### WHAT THIS TASK INVOLVES
From the line containing "white handbag in the picture above." to the end of the listing, write out every line exactly; leave out everything else.

(Entries from a dataset)
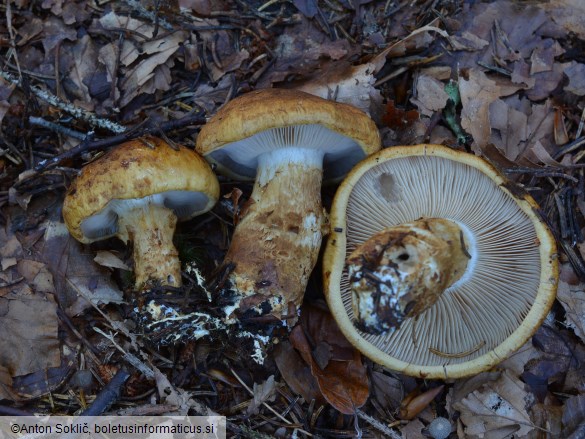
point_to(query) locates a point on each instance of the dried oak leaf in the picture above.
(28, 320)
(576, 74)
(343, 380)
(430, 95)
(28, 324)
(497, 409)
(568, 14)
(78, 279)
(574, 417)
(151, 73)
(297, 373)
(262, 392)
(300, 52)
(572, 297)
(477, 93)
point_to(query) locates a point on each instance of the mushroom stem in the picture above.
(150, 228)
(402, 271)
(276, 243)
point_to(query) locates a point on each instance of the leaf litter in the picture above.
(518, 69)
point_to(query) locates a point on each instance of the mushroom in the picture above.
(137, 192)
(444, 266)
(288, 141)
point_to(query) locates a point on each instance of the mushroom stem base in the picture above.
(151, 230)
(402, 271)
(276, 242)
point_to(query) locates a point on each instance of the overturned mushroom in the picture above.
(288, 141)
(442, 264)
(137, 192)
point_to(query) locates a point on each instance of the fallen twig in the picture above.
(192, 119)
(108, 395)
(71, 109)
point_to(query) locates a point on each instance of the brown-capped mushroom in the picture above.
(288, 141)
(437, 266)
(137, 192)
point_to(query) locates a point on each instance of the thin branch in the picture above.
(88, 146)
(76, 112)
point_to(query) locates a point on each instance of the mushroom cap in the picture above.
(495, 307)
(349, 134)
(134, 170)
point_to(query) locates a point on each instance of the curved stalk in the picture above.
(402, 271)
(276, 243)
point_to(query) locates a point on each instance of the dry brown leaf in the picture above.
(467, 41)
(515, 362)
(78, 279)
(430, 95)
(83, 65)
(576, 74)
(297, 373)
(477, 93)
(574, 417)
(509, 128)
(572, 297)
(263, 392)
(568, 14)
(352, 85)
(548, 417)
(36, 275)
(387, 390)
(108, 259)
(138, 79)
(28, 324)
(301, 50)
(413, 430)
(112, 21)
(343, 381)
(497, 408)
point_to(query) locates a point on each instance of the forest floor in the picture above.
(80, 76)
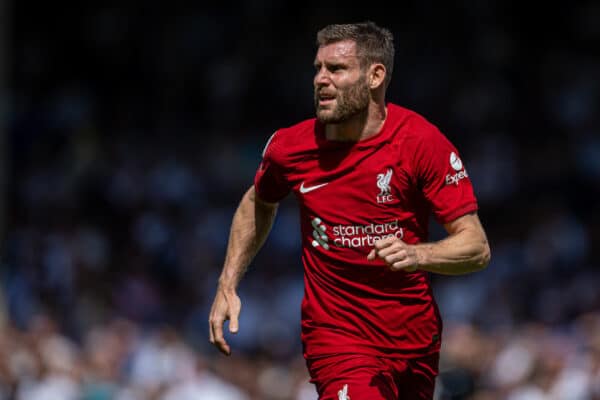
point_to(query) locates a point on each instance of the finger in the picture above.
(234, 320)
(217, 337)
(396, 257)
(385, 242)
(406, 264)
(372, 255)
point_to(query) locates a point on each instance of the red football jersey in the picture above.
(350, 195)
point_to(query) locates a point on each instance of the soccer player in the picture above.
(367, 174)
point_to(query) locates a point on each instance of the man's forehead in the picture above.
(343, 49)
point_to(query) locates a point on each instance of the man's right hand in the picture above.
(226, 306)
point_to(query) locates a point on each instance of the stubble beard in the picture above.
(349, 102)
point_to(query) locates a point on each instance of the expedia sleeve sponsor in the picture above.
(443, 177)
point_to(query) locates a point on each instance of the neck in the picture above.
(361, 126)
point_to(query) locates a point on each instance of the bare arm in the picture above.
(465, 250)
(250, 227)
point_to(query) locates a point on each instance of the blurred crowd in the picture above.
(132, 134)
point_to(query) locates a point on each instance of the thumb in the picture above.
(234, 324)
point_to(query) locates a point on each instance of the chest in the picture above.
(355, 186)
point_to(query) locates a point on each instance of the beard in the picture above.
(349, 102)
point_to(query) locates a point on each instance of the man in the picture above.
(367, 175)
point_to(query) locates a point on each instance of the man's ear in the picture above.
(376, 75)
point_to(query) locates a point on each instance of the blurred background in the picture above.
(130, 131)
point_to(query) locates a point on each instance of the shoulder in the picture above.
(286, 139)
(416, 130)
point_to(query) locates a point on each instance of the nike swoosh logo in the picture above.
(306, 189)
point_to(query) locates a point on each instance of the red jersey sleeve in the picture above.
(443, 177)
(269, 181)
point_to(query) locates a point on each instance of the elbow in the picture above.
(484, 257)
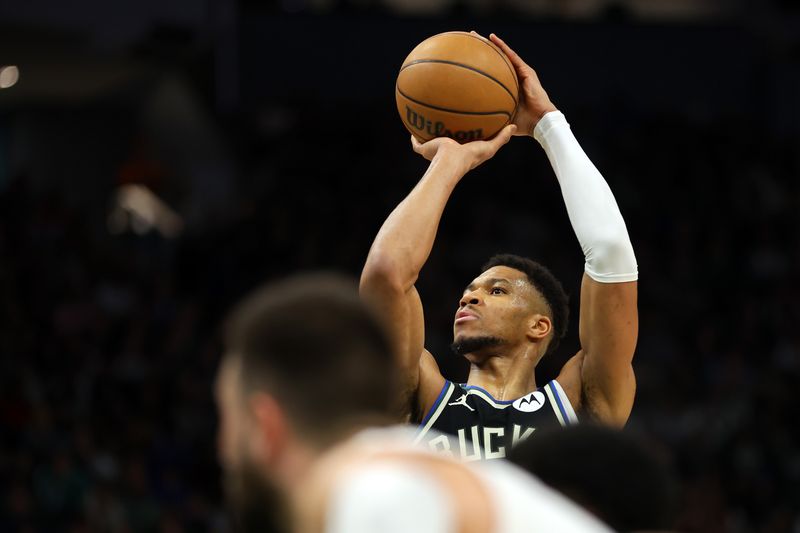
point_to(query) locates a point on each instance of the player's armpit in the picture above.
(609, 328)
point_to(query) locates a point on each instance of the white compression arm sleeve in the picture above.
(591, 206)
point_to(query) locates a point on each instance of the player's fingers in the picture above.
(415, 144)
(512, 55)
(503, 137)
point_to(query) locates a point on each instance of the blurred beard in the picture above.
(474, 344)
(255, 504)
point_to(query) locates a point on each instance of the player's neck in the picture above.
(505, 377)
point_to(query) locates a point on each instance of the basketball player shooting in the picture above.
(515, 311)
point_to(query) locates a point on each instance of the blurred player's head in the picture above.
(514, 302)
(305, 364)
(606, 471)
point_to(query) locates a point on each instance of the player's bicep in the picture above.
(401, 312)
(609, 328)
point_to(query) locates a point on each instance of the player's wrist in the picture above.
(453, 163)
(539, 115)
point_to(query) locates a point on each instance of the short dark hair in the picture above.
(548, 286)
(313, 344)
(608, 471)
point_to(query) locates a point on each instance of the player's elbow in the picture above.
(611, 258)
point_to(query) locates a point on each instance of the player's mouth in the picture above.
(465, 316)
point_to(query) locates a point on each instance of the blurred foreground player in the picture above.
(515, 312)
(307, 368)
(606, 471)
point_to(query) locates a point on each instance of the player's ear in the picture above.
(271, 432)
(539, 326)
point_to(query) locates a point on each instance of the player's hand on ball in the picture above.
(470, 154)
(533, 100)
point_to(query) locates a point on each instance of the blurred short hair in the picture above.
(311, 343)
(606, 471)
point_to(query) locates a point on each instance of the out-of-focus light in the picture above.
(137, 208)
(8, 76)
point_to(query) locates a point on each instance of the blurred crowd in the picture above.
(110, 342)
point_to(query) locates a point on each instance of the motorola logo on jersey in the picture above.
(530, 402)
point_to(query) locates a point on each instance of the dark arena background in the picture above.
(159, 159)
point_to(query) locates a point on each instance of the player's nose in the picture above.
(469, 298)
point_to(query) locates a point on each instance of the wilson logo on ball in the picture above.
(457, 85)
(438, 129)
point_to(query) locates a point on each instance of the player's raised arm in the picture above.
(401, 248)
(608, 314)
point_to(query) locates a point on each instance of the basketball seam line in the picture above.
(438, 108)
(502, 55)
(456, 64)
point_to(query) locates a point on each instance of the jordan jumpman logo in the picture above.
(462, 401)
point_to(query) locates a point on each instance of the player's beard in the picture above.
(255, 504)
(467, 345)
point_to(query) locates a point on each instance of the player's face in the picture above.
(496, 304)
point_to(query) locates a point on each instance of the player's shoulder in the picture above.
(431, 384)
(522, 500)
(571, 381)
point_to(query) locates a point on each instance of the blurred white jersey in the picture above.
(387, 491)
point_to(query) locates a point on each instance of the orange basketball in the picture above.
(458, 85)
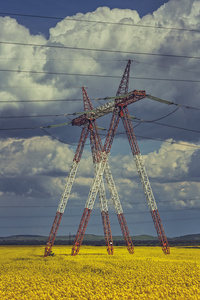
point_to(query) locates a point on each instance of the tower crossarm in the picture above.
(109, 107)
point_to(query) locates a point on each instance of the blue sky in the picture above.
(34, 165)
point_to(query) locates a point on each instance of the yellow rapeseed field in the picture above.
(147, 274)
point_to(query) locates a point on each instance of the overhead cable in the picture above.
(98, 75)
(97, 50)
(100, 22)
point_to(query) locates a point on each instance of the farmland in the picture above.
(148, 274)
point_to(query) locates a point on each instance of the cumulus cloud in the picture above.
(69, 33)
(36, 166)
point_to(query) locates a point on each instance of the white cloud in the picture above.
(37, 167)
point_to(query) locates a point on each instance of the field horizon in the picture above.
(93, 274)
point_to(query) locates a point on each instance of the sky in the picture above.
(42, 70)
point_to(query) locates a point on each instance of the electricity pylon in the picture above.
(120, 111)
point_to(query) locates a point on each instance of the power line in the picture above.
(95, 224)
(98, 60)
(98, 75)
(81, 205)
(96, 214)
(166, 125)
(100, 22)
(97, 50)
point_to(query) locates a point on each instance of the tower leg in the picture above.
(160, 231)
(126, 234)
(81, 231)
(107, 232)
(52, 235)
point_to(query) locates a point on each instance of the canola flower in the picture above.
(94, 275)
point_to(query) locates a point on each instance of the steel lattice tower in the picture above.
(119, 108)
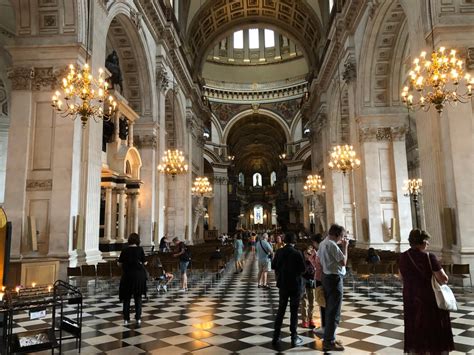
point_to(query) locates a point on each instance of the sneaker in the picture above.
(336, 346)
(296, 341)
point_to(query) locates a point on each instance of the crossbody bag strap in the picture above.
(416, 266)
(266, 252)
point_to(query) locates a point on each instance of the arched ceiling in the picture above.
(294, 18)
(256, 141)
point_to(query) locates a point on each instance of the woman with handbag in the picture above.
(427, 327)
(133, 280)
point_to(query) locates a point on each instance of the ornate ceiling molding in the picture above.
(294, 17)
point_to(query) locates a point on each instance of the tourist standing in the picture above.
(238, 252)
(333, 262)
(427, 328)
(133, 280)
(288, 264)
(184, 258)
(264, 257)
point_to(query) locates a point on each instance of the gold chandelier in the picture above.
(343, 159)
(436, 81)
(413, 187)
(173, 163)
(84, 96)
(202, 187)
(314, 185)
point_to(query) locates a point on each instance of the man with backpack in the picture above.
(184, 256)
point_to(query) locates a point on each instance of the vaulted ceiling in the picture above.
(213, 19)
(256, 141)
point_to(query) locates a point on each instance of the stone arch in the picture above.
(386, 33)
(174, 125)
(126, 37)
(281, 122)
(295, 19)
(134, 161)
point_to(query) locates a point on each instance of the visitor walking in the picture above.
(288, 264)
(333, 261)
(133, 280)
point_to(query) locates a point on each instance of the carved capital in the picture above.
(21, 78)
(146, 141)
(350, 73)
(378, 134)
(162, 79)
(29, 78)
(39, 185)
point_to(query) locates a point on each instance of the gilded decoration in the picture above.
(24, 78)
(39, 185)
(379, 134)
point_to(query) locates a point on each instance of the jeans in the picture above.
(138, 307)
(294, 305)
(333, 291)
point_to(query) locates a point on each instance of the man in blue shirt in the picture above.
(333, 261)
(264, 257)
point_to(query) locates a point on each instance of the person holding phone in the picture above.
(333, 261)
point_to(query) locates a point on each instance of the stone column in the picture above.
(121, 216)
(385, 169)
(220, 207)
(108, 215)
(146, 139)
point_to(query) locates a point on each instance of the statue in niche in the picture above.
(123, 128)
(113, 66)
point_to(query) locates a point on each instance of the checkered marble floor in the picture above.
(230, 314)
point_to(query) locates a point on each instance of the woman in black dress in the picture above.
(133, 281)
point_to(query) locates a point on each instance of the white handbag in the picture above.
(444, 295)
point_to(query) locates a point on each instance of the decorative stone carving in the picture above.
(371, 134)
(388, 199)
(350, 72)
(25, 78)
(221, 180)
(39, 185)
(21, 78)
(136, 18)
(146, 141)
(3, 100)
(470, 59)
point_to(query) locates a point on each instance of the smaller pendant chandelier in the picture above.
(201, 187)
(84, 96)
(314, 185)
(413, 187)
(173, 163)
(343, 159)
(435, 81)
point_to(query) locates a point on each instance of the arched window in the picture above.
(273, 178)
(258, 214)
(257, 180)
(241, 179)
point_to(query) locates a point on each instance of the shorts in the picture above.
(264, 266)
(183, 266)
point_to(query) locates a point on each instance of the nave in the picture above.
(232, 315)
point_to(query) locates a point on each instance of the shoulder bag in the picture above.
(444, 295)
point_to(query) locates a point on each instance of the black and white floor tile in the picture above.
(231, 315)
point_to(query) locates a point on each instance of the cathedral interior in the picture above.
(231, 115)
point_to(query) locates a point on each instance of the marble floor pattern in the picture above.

### COMPLETED EXERCISE
point_to(query) locates a point on each instance of the white handbag in the picture above.
(444, 295)
point_to(query) locates a point on each instance of the decorative stone carving in the picture above.
(371, 134)
(388, 199)
(350, 72)
(25, 78)
(221, 180)
(39, 185)
(21, 78)
(136, 18)
(146, 141)
(3, 100)
(470, 59)
point_to(query) locates a point on each instance of the smaller pendant chandelier in the picture above.
(201, 187)
(84, 96)
(314, 185)
(413, 187)
(173, 163)
(343, 159)
(435, 81)
point_to(query) locates a point on each instance of the arched window in the picture above.
(273, 178)
(258, 214)
(257, 180)
(241, 179)
point_to(query) locates a point on each instance of the shorts in the picture above.
(264, 266)
(183, 266)
point_to(query) locates a point on each instance of the nave in the picture above.
(232, 315)
point_to(query) locates a point on each instance of the shoulder bag in the picture above.
(444, 295)
point_to(query) locates a point on each instance of the black and white floor tile in the picture above.
(231, 315)
point_to(query) locates a point on each instance of the cathedral interior in the picture above.
(231, 115)
point_to(query) locates a point on each instance of the marble floor pattern in the picture above.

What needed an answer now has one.